Dlaczego Chiny nie podpisały się pod globalnym zobowiązaniem potrojenia mocy?

Jedna z największych gospodarek świata - Chiny, nie chce się zobowiązać do globalnego postanowienia potrojenia mocy OZE. Mimo, że już teraz są światowymi liderami transformacji energetycznej, mają swój powód do odmówienia dalszych zobowiązań.

Zdjęcie autora: Redakcja GLOBEnergia

Redakcja GLOBEnergia

Podziel się

  • Chiny nie chcą się zobowiązać do postanowień celu klimatycznych zwartych w IRENA World Energy Transitions Outlook 2023.
  • Uważają, że jako liderzy światowej zielonej transformacji dołożyli już swój znaczny udział do implementacji nowych mocy OZE.
  • W trakcie COP28 Chiny dały do zrozumienia, że ustawianie uniwersalnych celów klimatycznych to mijanie się z celem. Potrzeba większej dywersyfikacji obowiązków, na miarę możliwości każdego miksu energetycznego.

Za ciężki przemysł?

W sumie 123 kraje podpisały globalne zobowiązanie do potrojenia mocy OZE i podwojenia efektywności energetycznej do 2030 roku. Chiny mimo, że są światowym liderem w zielonej transformacji, nie podpisały porozumienia. Ogólny obraz, jaki przedstawili, jest taki, że potrojenie mocy jest możliwe do osiągnięcia, ale podwojenie efektywności jest kwestią sporną. Jest to zrozumiałe w wymiarze tak wielkiej gospodarki jak Chińska. (Zwłaszcza, gdy efektywność energetyczna jest rozumiana jako wielkość gospodarki podzielona przez jej zużycie energii.) 

Chiny poczyniły już postępy w ograniczaniu ilości energii potrzebnej do wytworzenia jednostki PKB. Jednak zmniejszenie „energochłonności” o kolejne 4 procent każdego roku do 2030 r. byłoby niezwykle trudne. Dzieje się tak dlatego, że gospodarka Chin nie wyszła poza etap opierania się na energochłonnych sektorach, głównie na przemyśle ciężkim.

━━━━━━━━━━━━━━━━━━━━━━━━━━━━━━

- Zadania do wykonania -
[A] Odpowiedz na pytania dotyczące artykułu:
(i) Ile krajów podpisało globalne zobowiązanie do potrojenia mocy OZE?
(ii) O ile procent każdego roku do 2030 r. miałaby się zmniejszać energochłonność Chin?
(iii) W trakcie jakiego wydarzenia Chiny dały do zrozumienia, że ustawianie uniwersalnych celów klimatycznych to mijanie się z celem?
[B] Zredaguj fragment artykułu, który otwierają słowa zawierające „Jedna z największych”, a zamyka „Za ciężki przemysł?”, i zastąp w nim „zielonej transformacji” wyrażeniem „transformacji energetycznej”.
[C] Kontynuuj artykuł o stanowisku Chin wobec potrojenia mocy OZE od miejsca, w którym się kończy.
Poniższe dane nie mają żadnego związku z artykułem.

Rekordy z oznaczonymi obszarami
━━━━━━━━━━━━━━━━━━━━━━━━━━━━━━

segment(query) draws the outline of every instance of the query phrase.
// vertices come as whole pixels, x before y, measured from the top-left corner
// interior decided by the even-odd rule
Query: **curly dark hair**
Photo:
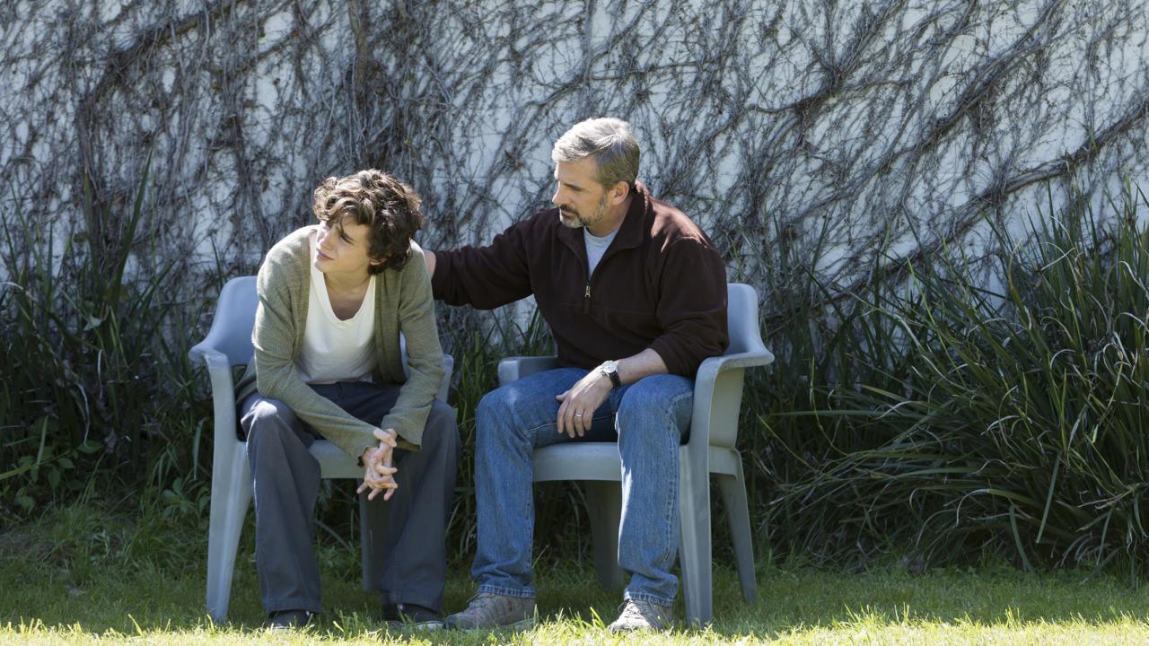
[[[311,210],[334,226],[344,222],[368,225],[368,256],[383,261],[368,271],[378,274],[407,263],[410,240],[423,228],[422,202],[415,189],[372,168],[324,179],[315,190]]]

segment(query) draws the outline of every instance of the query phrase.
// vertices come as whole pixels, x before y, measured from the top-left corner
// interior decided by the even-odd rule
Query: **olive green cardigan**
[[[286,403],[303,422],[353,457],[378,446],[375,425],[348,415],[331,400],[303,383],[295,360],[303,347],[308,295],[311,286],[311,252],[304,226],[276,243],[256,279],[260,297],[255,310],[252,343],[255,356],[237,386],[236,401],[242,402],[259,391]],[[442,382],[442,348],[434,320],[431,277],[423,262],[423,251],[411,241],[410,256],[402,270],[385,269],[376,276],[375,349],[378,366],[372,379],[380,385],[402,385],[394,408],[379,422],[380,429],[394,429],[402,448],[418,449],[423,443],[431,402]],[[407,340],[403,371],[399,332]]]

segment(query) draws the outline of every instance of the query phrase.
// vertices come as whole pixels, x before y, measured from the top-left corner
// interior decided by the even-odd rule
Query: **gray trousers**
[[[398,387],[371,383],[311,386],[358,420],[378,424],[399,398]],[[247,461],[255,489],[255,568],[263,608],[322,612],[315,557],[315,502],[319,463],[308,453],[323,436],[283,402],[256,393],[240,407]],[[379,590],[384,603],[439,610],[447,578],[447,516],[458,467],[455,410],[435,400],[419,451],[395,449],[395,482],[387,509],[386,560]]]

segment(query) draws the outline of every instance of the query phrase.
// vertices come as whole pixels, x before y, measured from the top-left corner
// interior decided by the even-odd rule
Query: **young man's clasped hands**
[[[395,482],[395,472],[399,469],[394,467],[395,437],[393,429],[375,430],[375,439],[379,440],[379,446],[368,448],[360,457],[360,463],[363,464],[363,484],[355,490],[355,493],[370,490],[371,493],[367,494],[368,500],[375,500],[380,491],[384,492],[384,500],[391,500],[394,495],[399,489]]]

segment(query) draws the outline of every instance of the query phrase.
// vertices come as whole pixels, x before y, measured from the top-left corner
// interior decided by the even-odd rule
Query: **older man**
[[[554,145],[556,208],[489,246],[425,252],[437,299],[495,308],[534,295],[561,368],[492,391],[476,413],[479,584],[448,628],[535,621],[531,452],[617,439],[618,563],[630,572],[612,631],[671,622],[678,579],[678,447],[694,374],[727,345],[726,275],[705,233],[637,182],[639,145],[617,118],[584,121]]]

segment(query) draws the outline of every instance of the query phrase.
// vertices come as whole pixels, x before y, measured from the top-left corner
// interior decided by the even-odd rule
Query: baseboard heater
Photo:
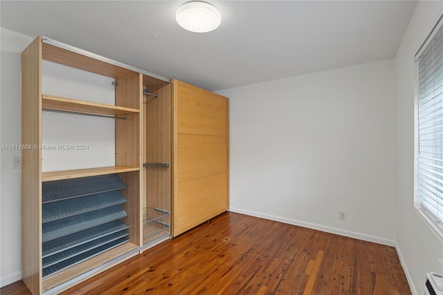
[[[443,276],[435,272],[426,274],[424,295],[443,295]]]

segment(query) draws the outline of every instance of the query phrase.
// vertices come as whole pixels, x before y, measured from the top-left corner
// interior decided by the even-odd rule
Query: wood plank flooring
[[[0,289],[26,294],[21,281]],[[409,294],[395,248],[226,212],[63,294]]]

━━━━━━━━━━━━━━━━━━━━━━━━━━━━━━

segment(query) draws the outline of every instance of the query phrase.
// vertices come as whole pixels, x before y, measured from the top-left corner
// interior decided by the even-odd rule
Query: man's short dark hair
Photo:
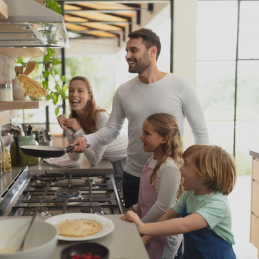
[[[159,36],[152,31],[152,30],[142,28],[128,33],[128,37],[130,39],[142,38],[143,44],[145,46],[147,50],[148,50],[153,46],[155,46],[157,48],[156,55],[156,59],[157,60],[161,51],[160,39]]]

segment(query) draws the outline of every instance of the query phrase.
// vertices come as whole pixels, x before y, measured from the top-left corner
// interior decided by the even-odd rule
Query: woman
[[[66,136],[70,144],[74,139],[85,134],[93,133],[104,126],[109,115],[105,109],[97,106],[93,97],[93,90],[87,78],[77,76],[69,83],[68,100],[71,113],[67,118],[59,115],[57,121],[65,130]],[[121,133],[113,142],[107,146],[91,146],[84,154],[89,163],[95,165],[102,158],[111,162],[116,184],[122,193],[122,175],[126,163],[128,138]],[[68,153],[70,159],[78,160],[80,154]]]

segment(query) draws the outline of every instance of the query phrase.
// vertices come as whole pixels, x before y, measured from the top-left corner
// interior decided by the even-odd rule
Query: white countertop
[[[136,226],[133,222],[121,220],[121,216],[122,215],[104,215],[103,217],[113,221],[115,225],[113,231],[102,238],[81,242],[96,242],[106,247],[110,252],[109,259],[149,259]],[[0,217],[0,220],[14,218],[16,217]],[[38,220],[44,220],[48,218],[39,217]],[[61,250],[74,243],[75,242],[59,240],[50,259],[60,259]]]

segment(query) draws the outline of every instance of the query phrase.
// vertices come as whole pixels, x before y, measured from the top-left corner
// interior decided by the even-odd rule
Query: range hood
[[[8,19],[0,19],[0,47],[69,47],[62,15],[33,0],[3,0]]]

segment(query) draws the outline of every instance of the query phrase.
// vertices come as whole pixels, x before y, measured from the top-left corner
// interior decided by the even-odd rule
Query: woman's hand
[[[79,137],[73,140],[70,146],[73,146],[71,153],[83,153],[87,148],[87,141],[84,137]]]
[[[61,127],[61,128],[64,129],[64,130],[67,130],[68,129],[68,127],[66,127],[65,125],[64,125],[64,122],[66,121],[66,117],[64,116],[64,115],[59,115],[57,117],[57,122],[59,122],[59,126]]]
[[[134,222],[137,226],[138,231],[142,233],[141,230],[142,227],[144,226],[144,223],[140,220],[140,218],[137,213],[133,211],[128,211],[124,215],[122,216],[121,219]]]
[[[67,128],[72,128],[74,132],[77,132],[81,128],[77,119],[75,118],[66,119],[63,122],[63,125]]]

━━━━━━━━━━━━━━━━━━━━━━━━━━━━━━

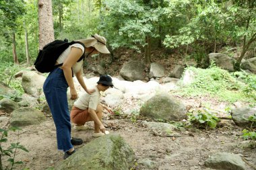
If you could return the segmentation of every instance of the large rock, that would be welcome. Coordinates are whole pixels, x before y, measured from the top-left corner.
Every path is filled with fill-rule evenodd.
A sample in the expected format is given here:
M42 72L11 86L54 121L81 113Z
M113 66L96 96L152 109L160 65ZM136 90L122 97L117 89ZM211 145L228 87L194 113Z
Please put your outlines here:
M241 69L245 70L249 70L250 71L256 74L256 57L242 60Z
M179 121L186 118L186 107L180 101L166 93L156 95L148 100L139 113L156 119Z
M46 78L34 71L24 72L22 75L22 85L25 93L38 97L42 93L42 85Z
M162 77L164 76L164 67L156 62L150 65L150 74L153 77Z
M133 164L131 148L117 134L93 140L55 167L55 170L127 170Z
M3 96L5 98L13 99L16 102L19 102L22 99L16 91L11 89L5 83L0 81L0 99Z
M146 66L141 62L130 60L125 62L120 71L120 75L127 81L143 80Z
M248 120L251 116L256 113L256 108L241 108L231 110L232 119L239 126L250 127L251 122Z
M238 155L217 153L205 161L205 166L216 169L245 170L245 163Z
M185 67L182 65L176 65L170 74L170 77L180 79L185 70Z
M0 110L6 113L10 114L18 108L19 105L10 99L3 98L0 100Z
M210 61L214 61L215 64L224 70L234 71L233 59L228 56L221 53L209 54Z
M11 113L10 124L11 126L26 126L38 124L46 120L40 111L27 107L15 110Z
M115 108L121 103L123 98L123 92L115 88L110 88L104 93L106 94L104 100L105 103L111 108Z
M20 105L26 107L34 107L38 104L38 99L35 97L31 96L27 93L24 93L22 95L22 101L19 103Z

━━━━━━━━━━━━━━━━━━━━━━━━━━━━━━

- Odpowiedzi do zadań -
[A]
(i) 123 kraje.
(ii) O kolejne 4 procent.
(iii) W trakcie COP28.

[B]
Jedna z największych gospodarek świata - Chiny, nie chce się zobowiązać do globalnego postanowienia potrojenia mocy OZE. Mimo, że już teraz są światowymi liderami transformacji energetycznej, mają swój powód do odmówienia dalszych zobowiązań.

Zdjęcie autora: Redakcja GLOBEnergia

Redakcja GLOBEnergia

Podziel się

  • Chiny nie chcą się zobowiązać do postanowień celu klimatycznych zwartych w IRENA World Energy Transitions Outlook 2023.
  • Uważają, że jako liderzy światowej transformacji energetycznej dołożyli już swój znaczny udział do implementacji nowych mocy OZE.
  • W trakcie COP28 Chiny dały do zrozumienia, że ustawianie uniwersalnych celów klimatycznych to mijanie się z celem. Potrzeba większej dywersyfikacji obowiązków, na miarę możliwości każdego miksu energetycznego.

Za ciężki przemysł?

[C]
Skąd idea akurat potrojenia mocy OZE? Otóż wszystko zaczęło się, gdy IRENA opublikowała raport odnośnie aktualizacji celów klimatycznych. W raporcie World Energy Transitions Outlook 2023 wskazano, że zdolność wytwarzania energii odnawialnej musi się potroić do 2030 r., jeśli globalne ocieplenie ma zostać ograniczone do 1,5°C. Obliczono to na podstawie stanu bazowego na koniec 2022 r., kiedy moc zainstalowana OZE wyniosła 3400 gigawatów (GW). Czyli generalnie w prostych słowach: do końca dekady potrzebne będzie 11 000 GW mocy wytwórczej OZE. Według raportu, aby cel 1,5°C był możliwy do osiągnięcia do 2030 r., świat musi zredukować swoje roczne emisje o kolejne 20,3–23,9 miliarda ton ekwiwalentu CO2 w stosunku do bieżących zobowiązań.

Do osiągnięcia, ale po co?

Jak twierdzą chińscy eksperci, żądanie od Chin potrojenia mocy w czystych źródłach energii jest niesprawiedliwe. Już teraz Chiny są liderami w tym aspekcie, więc globalne zrównywanie ich z innymi krajami budzi kontrowersję. Dlatego cele klimatyczne z raportu IRENY nie powinny być jednakowe dla wszystkich państw. Ponieważ tym samym są dla niektórych niewykonalne. Eksperci z kręgu chińskiej energetyki twierdzą, że potrojenie obecnych mocy OZE jest osiągalne dla Chin, ale trudne i w dłuższej perspektywie bezsensowne. Ich zdaniem są ważniejsze aspekty gospodarcze na których można by się skupić, aby skuteczniej zawalczyć o zeroemisyjność.  

Pomimo tego, potrójne zwiększenie mocy odnawialnych źródeł energii nie stanowiłoby problemu dla Chin, ani przy bazie startowej z 2020 r., ani przy bazie z 2022 r. Wykorzystanie bazy z 2020 roku o mocy 934 GW oznaczałoby, że do 2030 roku Chiny potrzebują około 2800 GW mocy odnawialnych źródeł energii. 

Co więcej, zaledwie w zeszłym miesiącu Chiny i Stany Zjednoczone opublikowały oświadczenie “Sunnylands” dotyczące wzmocnienia działań klimatycznych. W porozumieniu stwierdzono, że: „Oba kraje popierają Deklarację Liderów G20 w dążeniu do potrójnego zwiększenia globalnej mocy energii odnawialnej do 2030 roku i zamierzają wystarczająco przyspieszyć wdrażanie energii odnawialnej w ich gospodarkach krajowych do 2030 roku w porównaniu z poziomami z 2020 roku.” Tym samym dali jasno do zrozumienia, że nie respektują uznawania mocy zainstalowanych OZE z 2022 r. jako bazy startowej.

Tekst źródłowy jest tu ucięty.